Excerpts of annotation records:
--- begin ---
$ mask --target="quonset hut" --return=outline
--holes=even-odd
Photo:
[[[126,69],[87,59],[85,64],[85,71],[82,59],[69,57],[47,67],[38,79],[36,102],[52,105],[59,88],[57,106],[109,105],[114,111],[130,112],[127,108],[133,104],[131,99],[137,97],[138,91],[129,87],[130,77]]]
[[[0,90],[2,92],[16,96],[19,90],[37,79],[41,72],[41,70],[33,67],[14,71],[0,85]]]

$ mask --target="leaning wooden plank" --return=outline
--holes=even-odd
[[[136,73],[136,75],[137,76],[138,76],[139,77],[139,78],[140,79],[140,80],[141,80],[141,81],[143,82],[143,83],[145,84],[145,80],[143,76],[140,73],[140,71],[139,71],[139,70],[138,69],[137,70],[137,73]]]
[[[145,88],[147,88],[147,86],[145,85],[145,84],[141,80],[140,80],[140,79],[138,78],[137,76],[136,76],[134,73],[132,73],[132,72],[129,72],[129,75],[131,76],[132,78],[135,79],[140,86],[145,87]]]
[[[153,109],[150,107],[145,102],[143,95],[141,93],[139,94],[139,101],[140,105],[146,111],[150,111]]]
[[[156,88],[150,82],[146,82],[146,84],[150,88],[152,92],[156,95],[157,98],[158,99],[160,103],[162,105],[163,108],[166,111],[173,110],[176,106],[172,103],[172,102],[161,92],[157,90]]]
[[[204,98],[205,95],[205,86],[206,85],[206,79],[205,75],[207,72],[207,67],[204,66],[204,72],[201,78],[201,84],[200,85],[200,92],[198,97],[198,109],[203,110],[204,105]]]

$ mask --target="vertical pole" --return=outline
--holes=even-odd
--- end ---
WHAT IS NEEDED:
Print the listing above in its entirety, with every line exact.

RESPONSE:
$ mask --target="quonset hut" --return=outline
--holes=even-odd
Photo:
[[[126,69],[87,59],[85,64],[85,71],[82,59],[69,57],[47,67],[38,79],[36,102],[52,105],[59,88],[57,106],[109,105],[114,111],[130,112],[127,108],[133,104],[131,99],[137,97],[138,91],[129,87],[130,77]]]
[[[0,90],[2,92],[16,96],[19,90],[37,79],[41,72],[41,70],[33,67],[14,71],[0,85]]]

$ mask --target="leaning wooden plank" --return=outline
--holes=even-odd
[[[136,73],[136,75],[137,76],[138,76],[139,77],[139,78],[140,79],[140,80],[141,80],[141,81],[143,82],[143,83],[145,84],[145,80],[143,76],[140,73],[140,71],[139,71],[139,70],[138,69],[137,70],[137,73]]]
[[[145,88],[147,88],[147,86],[145,85],[145,84],[141,80],[140,80],[140,79],[138,78],[137,76],[136,76],[134,73],[132,73],[132,72],[129,72],[129,75],[131,76],[132,78],[135,79],[140,86],[145,87]]]
[[[153,109],[150,107],[145,102],[143,95],[141,93],[139,94],[139,101],[140,105],[146,111],[150,111]]]
[[[156,88],[150,82],[146,82],[146,84],[150,88],[152,92],[156,95],[157,98],[158,99],[160,103],[162,105],[163,108],[166,111],[173,110],[176,106],[172,103],[172,102],[161,92],[157,90]]]
[[[204,98],[205,95],[205,86],[206,85],[206,79],[205,75],[207,72],[207,67],[204,66],[204,72],[201,78],[201,84],[200,85],[200,92],[198,97],[198,109],[203,110],[204,105]]]

$ mask --target="vertical pole" --return=outline
--holes=even-odd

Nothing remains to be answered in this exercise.